Goal
Duplicate everything from the first line down to the line containing "409), (530, 417)]", both included, with no changes.

------------------------------------------------------------

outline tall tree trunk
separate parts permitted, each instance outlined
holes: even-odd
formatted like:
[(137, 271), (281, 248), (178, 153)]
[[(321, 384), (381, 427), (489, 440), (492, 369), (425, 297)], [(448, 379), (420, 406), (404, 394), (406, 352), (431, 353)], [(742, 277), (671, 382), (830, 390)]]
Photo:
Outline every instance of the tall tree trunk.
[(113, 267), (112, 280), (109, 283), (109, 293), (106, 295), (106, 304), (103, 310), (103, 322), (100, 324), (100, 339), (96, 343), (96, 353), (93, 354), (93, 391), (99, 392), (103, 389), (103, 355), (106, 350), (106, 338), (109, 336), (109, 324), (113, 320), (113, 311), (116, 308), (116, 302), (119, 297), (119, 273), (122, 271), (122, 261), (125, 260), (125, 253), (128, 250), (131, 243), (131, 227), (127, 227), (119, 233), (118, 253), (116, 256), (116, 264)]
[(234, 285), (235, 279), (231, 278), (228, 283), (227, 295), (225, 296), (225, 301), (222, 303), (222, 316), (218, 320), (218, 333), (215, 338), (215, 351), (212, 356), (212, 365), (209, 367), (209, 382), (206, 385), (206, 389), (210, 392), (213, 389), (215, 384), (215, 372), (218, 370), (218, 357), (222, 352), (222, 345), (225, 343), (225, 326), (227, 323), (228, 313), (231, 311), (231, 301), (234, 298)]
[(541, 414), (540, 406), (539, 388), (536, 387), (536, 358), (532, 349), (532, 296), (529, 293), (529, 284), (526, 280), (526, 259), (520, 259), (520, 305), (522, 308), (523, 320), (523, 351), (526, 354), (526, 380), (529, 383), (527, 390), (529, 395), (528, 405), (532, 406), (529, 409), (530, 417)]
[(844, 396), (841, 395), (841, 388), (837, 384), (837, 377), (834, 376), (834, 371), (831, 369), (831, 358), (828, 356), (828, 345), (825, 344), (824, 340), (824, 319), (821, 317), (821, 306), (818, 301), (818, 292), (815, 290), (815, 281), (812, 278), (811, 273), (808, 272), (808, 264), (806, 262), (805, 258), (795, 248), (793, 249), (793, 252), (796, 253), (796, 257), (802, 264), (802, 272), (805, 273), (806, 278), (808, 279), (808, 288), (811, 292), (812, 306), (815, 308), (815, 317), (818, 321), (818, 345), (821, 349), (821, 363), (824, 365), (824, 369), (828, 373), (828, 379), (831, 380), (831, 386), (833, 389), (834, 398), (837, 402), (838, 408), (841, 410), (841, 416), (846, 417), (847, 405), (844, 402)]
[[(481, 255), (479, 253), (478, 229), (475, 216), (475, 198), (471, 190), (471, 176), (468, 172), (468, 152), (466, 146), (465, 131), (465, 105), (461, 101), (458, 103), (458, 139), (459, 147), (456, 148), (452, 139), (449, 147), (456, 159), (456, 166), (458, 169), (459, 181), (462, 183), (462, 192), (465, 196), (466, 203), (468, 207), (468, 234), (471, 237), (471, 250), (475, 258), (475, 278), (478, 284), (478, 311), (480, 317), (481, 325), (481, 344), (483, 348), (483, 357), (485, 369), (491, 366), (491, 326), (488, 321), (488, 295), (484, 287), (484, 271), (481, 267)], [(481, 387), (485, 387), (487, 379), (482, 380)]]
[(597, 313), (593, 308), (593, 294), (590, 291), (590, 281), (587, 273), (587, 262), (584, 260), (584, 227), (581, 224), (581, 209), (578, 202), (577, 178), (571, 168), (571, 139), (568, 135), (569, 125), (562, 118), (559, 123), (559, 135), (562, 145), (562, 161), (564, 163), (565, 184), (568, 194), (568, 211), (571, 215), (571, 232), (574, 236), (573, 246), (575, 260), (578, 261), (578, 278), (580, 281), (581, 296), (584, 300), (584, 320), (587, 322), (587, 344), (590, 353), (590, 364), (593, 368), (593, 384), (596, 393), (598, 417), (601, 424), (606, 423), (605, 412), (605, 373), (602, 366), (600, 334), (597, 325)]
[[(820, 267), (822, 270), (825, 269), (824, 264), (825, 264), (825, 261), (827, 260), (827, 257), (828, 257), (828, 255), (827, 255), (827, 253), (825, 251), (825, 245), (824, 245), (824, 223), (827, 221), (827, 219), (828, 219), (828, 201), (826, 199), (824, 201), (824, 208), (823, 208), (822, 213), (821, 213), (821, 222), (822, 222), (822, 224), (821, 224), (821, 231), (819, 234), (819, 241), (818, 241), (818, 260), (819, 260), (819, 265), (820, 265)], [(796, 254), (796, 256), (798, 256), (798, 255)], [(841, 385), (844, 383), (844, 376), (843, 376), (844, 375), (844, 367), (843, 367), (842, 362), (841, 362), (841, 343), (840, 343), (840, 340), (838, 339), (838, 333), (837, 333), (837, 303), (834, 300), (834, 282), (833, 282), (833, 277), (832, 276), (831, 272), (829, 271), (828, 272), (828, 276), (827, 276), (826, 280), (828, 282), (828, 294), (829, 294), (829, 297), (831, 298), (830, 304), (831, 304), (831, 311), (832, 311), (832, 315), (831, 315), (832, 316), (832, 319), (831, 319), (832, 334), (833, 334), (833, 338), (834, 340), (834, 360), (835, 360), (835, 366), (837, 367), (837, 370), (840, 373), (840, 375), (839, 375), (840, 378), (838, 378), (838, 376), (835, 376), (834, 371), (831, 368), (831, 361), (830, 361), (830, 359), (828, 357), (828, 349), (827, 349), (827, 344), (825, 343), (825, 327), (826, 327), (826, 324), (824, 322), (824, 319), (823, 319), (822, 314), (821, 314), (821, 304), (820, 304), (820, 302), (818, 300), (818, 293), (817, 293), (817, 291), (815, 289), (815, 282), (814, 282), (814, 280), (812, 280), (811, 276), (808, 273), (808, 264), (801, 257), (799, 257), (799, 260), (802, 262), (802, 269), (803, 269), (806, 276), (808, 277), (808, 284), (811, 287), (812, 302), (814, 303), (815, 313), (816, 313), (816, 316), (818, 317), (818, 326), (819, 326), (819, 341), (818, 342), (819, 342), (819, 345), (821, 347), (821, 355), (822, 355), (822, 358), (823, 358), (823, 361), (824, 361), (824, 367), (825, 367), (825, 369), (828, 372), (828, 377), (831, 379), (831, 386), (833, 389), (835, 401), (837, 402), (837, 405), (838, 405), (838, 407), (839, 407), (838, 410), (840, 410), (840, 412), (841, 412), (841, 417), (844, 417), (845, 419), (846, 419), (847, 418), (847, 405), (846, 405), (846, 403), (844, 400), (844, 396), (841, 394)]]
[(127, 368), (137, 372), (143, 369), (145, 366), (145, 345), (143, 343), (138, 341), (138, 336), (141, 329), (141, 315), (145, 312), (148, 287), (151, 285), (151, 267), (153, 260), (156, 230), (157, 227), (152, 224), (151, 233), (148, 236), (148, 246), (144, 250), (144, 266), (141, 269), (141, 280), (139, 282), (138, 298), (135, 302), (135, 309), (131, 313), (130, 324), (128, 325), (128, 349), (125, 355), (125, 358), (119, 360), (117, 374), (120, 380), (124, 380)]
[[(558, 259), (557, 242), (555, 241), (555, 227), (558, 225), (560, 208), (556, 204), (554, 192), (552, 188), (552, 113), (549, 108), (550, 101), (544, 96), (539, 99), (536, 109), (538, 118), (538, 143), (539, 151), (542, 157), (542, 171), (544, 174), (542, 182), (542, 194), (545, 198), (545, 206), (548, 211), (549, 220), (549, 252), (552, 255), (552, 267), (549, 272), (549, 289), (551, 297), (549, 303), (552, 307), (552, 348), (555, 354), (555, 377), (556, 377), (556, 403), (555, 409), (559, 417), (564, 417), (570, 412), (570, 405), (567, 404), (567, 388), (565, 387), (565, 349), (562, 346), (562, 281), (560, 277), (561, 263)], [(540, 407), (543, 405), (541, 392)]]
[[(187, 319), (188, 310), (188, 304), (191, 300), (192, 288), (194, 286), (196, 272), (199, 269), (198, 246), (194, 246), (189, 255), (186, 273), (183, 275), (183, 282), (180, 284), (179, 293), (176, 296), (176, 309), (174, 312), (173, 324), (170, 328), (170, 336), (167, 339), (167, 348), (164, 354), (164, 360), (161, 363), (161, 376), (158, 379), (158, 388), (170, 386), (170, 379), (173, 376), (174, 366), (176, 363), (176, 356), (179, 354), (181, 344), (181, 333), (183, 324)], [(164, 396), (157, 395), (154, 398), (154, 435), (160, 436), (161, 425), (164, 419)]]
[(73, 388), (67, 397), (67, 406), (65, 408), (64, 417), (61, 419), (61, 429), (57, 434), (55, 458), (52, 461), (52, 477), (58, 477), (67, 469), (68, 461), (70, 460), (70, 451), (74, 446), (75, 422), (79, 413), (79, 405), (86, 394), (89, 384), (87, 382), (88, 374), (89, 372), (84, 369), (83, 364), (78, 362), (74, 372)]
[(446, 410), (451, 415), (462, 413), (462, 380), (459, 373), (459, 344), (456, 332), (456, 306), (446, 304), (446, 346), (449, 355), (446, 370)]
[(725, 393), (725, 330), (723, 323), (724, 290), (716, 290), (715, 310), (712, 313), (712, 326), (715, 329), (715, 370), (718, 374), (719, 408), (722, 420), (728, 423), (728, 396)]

------------------------------------------------------------

Solution to this task
outline tall tree trunk
separate parts permitted, each instance outlined
holes: even-odd
formatted like:
[(137, 271), (281, 248), (178, 153)]
[[(321, 384), (381, 427), (489, 440), (492, 369), (425, 297)], [(448, 379), (420, 406), (404, 394), (406, 352), (431, 353)], [(742, 277), (671, 382), (830, 390)]]
Photo:
Outline every instance of the tall tree trunk.
[(113, 267), (112, 280), (109, 283), (109, 293), (106, 295), (106, 304), (103, 310), (103, 322), (100, 324), (100, 339), (96, 343), (96, 353), (93, 354), (93, 391), (99, 392), (103, 389), (103, 355), (106, 350), (106, 338), (109, 336), (109, 324), (113, 320), (113, 311), (116, 308), (116, 302), (119, 297), (119, 273), (122, 271), (122, 261), (125, 260), (125, 253), (128, 250), (131, 243), (131, 227), (127, 227), (119, 233), (118, 253), (116, 256), (116, 264)]
[(234, 285), (235, 279), (231, 278), (228, 283), (227, 295), (225, 296), (225, 301), (222, 303), (222, 316), (218, 320), (218, 333), (215, 338), (215, 351), (212, 356), (212, 365), (209, 367), (209, 382), (206, 385), (206, 389), (210, 392), (213, 389), (215, 384), (215, 372), (218, 370), (218, 357), (222, 352), (222, 345), (225, 343), (225, 326), (227, 323), (228, 313), (231, 311), (231, 301), (234, 298)]
[(541, 414), (540, 406), (539, 388), (536, 387), (536, 358), (532, 349), (532, 296), (529, 293), (529, 284), (526, 280), (526, 259), (520, 259), (520, 305), (522, 308), (523, 320), (523, 351), (526, 354), (526, 380), (529, 383), (527, 390), (529, 395), (528, 405), (532, 406), (529, 409), (530, 417)]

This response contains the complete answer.